> [Your instructions]: Would you please print the data a second time, exactly as it stands?

> [Data shown]:
----

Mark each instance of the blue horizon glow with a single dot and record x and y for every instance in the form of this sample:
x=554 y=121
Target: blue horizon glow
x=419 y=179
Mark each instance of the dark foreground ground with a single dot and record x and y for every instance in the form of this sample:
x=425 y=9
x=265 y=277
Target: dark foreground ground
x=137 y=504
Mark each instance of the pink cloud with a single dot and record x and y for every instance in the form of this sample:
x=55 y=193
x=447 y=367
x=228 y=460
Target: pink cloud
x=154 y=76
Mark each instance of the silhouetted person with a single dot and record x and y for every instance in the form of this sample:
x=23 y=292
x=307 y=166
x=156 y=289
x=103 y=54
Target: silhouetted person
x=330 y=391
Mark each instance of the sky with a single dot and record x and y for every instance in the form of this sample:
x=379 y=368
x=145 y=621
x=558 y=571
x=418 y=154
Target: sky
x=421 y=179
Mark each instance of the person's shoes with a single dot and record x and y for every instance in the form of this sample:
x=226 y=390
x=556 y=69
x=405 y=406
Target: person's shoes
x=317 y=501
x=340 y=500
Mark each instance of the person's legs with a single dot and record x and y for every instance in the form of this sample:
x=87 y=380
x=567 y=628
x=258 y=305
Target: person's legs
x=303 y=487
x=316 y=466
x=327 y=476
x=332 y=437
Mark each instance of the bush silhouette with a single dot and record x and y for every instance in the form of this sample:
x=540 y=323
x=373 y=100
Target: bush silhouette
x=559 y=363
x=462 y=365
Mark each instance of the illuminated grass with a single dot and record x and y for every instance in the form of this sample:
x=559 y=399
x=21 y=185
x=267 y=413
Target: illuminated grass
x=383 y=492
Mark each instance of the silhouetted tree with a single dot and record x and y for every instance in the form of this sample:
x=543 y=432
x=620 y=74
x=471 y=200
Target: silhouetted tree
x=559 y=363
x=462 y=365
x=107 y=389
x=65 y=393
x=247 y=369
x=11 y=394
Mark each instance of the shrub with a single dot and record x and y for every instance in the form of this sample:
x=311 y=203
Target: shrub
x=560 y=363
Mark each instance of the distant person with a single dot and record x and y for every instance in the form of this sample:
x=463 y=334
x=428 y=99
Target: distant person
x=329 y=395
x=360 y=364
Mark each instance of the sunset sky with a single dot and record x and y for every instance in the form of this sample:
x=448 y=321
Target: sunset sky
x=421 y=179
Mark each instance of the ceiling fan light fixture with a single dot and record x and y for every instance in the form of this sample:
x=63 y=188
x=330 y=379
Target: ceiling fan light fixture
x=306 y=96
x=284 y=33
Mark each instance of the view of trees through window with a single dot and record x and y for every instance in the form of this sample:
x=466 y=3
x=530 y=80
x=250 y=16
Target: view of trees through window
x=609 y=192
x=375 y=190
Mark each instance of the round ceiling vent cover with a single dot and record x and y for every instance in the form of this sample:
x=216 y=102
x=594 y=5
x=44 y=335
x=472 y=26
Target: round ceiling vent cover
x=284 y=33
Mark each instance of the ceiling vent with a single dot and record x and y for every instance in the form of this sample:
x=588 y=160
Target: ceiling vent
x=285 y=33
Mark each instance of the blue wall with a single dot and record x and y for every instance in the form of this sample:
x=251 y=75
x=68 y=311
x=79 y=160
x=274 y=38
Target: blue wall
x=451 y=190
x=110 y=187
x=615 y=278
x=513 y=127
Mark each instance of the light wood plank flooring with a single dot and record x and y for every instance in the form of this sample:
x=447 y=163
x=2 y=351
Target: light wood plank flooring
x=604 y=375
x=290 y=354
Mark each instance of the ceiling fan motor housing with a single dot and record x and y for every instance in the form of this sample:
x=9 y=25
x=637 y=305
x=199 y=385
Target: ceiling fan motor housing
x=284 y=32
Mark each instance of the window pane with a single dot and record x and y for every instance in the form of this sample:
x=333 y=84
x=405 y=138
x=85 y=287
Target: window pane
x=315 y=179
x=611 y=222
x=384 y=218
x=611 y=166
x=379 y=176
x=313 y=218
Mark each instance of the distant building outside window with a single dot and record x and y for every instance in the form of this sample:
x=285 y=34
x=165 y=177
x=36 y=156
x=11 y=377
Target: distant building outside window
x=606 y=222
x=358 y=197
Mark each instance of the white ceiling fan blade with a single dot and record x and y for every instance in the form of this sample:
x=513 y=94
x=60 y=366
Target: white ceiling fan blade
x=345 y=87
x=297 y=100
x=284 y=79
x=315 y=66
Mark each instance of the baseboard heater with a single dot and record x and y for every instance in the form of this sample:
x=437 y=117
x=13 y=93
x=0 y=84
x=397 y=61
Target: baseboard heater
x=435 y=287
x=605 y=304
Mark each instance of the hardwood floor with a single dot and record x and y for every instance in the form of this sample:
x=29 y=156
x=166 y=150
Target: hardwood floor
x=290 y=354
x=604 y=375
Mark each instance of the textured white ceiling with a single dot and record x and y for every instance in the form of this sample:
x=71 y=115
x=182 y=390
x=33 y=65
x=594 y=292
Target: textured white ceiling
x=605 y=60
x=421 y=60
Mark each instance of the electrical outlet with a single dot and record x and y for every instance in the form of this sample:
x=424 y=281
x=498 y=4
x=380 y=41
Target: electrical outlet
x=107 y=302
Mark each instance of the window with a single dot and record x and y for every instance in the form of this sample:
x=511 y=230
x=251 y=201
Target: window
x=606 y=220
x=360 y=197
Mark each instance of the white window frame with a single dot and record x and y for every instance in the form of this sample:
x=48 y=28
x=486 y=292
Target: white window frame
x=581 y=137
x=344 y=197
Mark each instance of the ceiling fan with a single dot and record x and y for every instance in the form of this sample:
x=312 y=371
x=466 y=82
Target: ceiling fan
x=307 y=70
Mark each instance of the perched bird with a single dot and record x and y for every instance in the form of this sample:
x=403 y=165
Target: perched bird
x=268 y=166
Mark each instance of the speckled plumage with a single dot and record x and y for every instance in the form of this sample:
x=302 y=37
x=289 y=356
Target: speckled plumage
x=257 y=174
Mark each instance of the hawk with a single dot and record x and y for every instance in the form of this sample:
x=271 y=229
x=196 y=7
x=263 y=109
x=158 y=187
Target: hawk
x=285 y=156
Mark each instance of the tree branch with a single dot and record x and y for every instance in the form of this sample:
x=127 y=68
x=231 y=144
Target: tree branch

----

> [Your response]:
Mark each instance of the blue horizon glow with a single dot and record x and y for every instance in the form of this sample:
x=554 y=121
Target: blue horizon glow
x=419 y=179
Mark each instance of the dark foreground ground with a single dot and record x and y for every instance in the form of this sample:
x=425 y=9
x=265 y=277
Target: dark foreground ground
x=137 y=504
Mark each instance of the pink cloud with a single dot and record x and y for every instance in the form of this sample:
x=55 y=193
x=447 y=367
x=228 y=460
Target: pink cloud
x=154 y=76
Mark each instance of the silhouetted person with a single dot and record x and y for every instance in the form of this sample:
x=23 y=292
x=307 y=166
x=156 y=289
x=103 y=54
Target: silhouetted person
x=330 y=391
Mark each instance of the sky with a single dot and record x and y for every instance in the form of this sample:
x=379 y=368
x=145 y=621
x=558 y=571
x=418 y=154
Target: sky
x=421 y=179
Mark each instance of the person's shoes with a single dot and record x and y for every instance in the form of this sample:
x=226 y=390
x=556 y=69
x=405 y=406
Target: person's shoes
x=317 y=501
x=340 y=500
Mark each instance of the person's legs with a single dot and record x and y for every instance in the form of this sample:
x=87 y=380
x=567 y=628
x=258 y=305
Target: person's legs
x=303 y=487
x=316 y=466
x=327 y=476
x=332 y=437
Mark each instance of the bush silhouette with a single dot and record x and y for every instance in the form of this sample:
x=540 y=323
x=373 y=100
Target: bush silhouette
x=559 y=363
x=462 y=365
Mark each instance of the illuminated grass with a single dot and record x and y for every instance in the form of this sample:
x=559 y=399
x=21 y=185
x=267 y=413
Target: illuminated grass
x=383 y=492
Mark each instance of the silhouetted tree with a single dot and record x and y for every instance in the form of this sample:
x=543 y=432
x=620 y=74
x=471 y=200
Target: silhouetted tree
x=559 y=363
x=462 y=365
x=107 y=389
x=65 y=393
x=247 y=369
x=11 y=394
Mark each instance of the shrub with a single dot and record x and y for every instance in the form of this sample:
x=311 y=203
Target: shrub
x=560 y=363
Mark each instance of the distant person with a single dot and record x and y for every instance in the form of this sample:
x=463 y=334
x=428 y=99
Target: distant person
x=329 y=395
x=360 y=364
Mark each instance of the sunset sky with a single dot and record x and y for every instance in the form of this sample:
x=448 y=321
Target: sunset sky
x=421 y=179
Mark each instance of the ceiling fan light fixture with a single dot and record x and y for every instance in the form of this sample:
x=63 y=188
x=330 y=379
Target: ceiling fan light fixture
x=306 y=96
x=284 y=33
Mark each instance of the view of trees through window with a single dot and record x and y for every instance in the form of this sample:
x=466 y=3
x=530 y=80
x=250 y=16
Target: view of trees through window
x=609 y=192
x=375 y=190
Mark each instance of the round ceiling vent cover with a single dot and record x and y for every instance in the form of this sample:
x=216 y=102
x=594 y=5
x=44 y=335
x=472 y=26
Target: round ceiling vent cover
x=284 y=33
Mark each instance of the ceiling vent with a single dot and record x and y for every instance in the form of this sample:
x=588 y=160
Target: ceiling vent
x=285 y=33
Mark each instance of the blue wall with a single dot and record x and y for every instance in the form of this sample:
x=251 y=75
x=68 y=311
x=79 y=160
x=274 y=38
Target: blue wall
x=451 y=190
x=110 y=187
x=615 y=278
x=513 y=127
Mark each instance of the light wood plank flooring with a single dot and record x and y for every instance in the form of this sample:
x=447 y=163
x=2 y=351
Target: light wood plank flooring
x=604 y=375
x=290 y=354
Mark each instance of the ceiling fan motor housing with a single dot and record x and y for every instance in the form of this sample:
x=9 y=25
x=637 y=305
x=199 y=385
Target: ceiling fan motor housing
x=284 y=32
Mark each instance of the window pane with a single dot and record x and y for every instance in the form of this sample:
x=333 y=84
x=405 y=138
x=85 y=287
Target: window pane
x=315 y=179
x=611 y=222
x=384 y=218
x=611 y=166
x=379 y=176
x=313 y=218
Mark each instance of the distant building outside window with a single dot and record x and y for every instance in the form of this sample:
x=285 y=34
x=165 y=177
x=36 y=156
x=11 y=377
Target: distant building outside window
x=606 y=222
x=358 y=197
Mark each instance of the white ceiling fan blade with a single dot and record x and y for every instance in the form of this sample:
x=513 y=94
x=60 y=366
Target: white ceiling fan blade
x=345 y=87
x=297 y=100
x=284 y=79
x=315 y=66
Mark each instance of the baseboard heater with a single dot and record x and y for every instance in the form of this sample:
x=437 y=117
x=13 y=93
x=0 y=84
x=397 y=61
Target: baseboard heater
x=435 y=287
x=605 y=304
Mark each instance of the hardwood floor with a single dot and record x and y for every instance in the form of this sample:
x=29 y=156
x=166 y=150
Target: hardwood floor
x=290 y=354
x=604 y=375
Mark each instance of the textured white ceiling with a single dot and record x and y for every instance in the form of this sample:
x=71 y=115
x=182 y=390
x=33 y=65
x=594 y=292
Target: textured white ceiling
x=605 y=60
x=421 y=60
Mark each instance of the electrical outlet with a single dot and record x and y for every instance in the form of this sample:
x=424 y=281
x=498 y=4
x=380 y=41
Target: electrical outlet
x=107 y=302
Mark each instance of the window with a single dot and record x and y for every instance in the form of this sample:
x=511 y=230
x=251 y=201
Target: window
x=606 y=220
x=360 y=197
Mark each instance of the white window frame with a single dot and record x and y for every instance in the form of this sample:
x=48 y=28
x=486 y=292
Target: white window frame
x=581 y=137
x=344 y=197
Mark each instance of the ceiling fan with a single dot and record x and y for every instance in the form of this sample:
x=312 y=371
x=466 y=82
Target: ceiling fan
x=307 y=70
Mark each instance of the perched bird with a single dot and record x and y for every instance in the form of this sample:
x=403 y=165
Target: perched bird
x=268 y=166
Mark each instance of the speckled plumage with a single dot and record x and y for every instance in the form of this sample:
x=302 y=37
x=289 y=356
Target: speckled plumage
x=257 y=174
Mark each instance of the hawk with a single dot and record x and y for every instance in the form of this sample:
x=271 y=229
x=196 y=7
x=263 y=109
x=158 y=187
Target: hawk
x=285 y=156
Mark each instance of the tree branch with a single dot and record x and y for every instance in the form of this sample:
x=127 y=68
x=231 y=144
Target: tree branch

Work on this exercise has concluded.